[Text section Boundary: Start]
I have a special shout out to a celebrity Australian personal trainer here. I’m not going to name this person, but I’ll refer to them as APT. Here is what I want to say to them: “You are great at what you do – and that is showing people how to exercise. But your pop psychology stuff is crap. You don’t cure people, you are not a dietitian, and when you tell people that they should ‘Just. Stop. Eating. Crap.’ you are not helping. And when you think that you sound smart because you know about non-communicable diseases, but then see fit to claim that ‘diabetes’ is a lifestyle disease that can be stopped if people just lost weight, you get me mad.”

And while I’m at it, can I please send out a direct scream to the people involved in the misleadingly-named Australian Vaccination Network, which is actually an anti-vaccination group. This is not about whether I am pro- or anti-vaccination (pro – for those of you playing at home). But what this is about is the lies, and unsubstantiated and outright wrong claims that some of you are sprouting.

Recently, on the Mamamia website, the very wise (and classy in the way she dealt with the comments after her post was published) Dr Rachael Dunlop wrote a terrific piece called ‘Nine Vaccination Myths Busted. With Science!’ Her writing was brilliant – all facts backed up with evidence and any myth she busted was also supported by medical research, peer reviewed journal articles and, you know, science. Then the nutters came out. And seriously, I don’t have any qualms about using that term. I am all for people having their own opinion (read: disclaimer at beginning of this post), but I was particularly horrified to read many of the over 1,400 comments; especially this one:

I believe the body is complete. ‘Propping it up’ with medications throughout our life – vitamin K, vaccinations, antibiotics, bonjello, blood pressure tablets, anti-inflammatories and cholesterol lowering drugs. Has our body over the last million plus years got it wrong and is modern science the only thing that will save us???? Surely not!!!

It fascinates me that no one has bothered to study our immune systems. And it is not luck, it is good management and a belief in the body’s innate ability to grow, repair and fight disease by giving it real food and without interference. This is the philosophy of Vitalism it is an ancient philosophy.

There is so much wrong with this comment (apart from the ridiculous punctuating, poor grammar and failure to understand basic sentence structure). I was so horrified, I needed to respond:

That has to be some of the most incorrect and downright offensive rhetoric I have ever read. I’m sorry, but the body does not always have an ‘innate ability to grow, repair and fight disease by giving it real food without interference’. Without hourly – actually every minute – ‘interference’ where a pump infuses insulin into my body I would die. A very slow, painful, terrible, horrific death. My own body attacked the insulin-producing cells in my pancreas and the result, 13 years ago, was type 1 diabetes. Nothing I could have done to prevent it and nothing that my body can do to ‘repair’ it.

I am all for people having their own opinions and making decisions for themselves, but you are outright lying to people if you say that there is no need for medication.

Mad? Yep, I really am. Because as long as people subscribe to this ridiculous thinking they will be disappointed. Or even worse, think they can stop medication because they can be healed with a herb, an exercise plan, wearing coloured beads on the second Tuesday of a full moon.

So, here’s what I want (and yes, I know I don’t get everything I want. Otherwise I’d have a pony).

• I want people to stop misrepresenting themselves.
• I want people to stop offering false hope to others.
• I want to stop having to let people down because they got their hopes up seeing some miracle cure sprouted by a faith healer living in the mountains of some remote island.
• I want personal trainers to shout ‘no pain to gain’ to people running around a field – but not promise to fix everything with pop psychology sound bites.

And , I want my mechanic to continue doing the brilliant thing he does. The transmission in my car is dreamlike. (Actually, I have no idea what the transmission is, but my mechanic is brilliant. I love him. And if I’d had a son, I’d have called him Jimmy!)
[Text section Boundary: End]
[Listed records Boundary: Start]
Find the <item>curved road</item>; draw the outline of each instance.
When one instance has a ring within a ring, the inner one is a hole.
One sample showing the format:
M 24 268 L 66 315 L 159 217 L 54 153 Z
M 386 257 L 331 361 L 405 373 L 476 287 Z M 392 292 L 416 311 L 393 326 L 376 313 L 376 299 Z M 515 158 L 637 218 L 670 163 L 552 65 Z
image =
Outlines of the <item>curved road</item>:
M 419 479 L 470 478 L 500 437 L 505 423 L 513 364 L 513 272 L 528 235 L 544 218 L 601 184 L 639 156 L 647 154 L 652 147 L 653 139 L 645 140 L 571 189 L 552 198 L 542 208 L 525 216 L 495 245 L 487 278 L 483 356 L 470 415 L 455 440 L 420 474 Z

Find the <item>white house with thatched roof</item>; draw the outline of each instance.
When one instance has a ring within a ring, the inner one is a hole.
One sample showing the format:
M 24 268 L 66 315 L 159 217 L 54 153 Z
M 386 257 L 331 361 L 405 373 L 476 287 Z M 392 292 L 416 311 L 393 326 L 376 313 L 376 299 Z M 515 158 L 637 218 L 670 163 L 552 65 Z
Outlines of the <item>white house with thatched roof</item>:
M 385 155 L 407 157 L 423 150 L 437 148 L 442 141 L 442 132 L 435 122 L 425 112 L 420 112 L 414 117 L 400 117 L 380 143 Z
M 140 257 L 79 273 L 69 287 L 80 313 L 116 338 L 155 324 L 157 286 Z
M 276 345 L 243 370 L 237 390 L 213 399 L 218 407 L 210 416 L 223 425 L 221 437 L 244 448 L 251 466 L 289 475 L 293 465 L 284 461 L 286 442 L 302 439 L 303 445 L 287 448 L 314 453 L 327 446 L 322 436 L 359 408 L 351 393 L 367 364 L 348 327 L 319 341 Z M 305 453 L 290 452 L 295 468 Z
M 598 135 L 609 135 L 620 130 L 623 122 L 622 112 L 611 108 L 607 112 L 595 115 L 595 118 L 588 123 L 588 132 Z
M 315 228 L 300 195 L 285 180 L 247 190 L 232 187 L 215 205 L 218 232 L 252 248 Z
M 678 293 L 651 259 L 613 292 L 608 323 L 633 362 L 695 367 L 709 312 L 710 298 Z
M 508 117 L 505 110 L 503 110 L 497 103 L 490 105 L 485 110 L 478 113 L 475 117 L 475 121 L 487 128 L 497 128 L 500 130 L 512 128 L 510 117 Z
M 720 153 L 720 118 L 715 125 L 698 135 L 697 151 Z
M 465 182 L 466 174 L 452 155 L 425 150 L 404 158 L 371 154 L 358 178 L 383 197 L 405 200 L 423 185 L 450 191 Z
[Listed records Boundary: End]
Using the information:
a) For each statement about the post, answer yes or no and quote the words from the post that decide it: (i) The writer has type 1 diabetes, which began 13 years ago. (ii) The Australian Vaccination Network supports vaccination. (iii) Dr Rachael Dunlop's piece drew fewer than 1,000 comments.
b) Write out the part of the post starting with "I believe the" and going on through "us???? Surely not!!!".
The listing comes from a different source than the post.

Answer list:
a)
(i) Yes: "the result, 13 years ago, was type 1 diabetes."
(ii) No: "which is actually an anti-vaccination group."
(iii) No: "many of the over 1,400 comments."

b)
I believe the body is complete. ‘Propping it up’ with medications throughout our life – vitamin K, vaccinations, antibiotics, bonjello, blood pressure tablets, anti-inflammatories and cholesterol lowering drugs. Has our body over the last million plus years got it wrong and is modern science the only thing that will save us???? Surely not!!!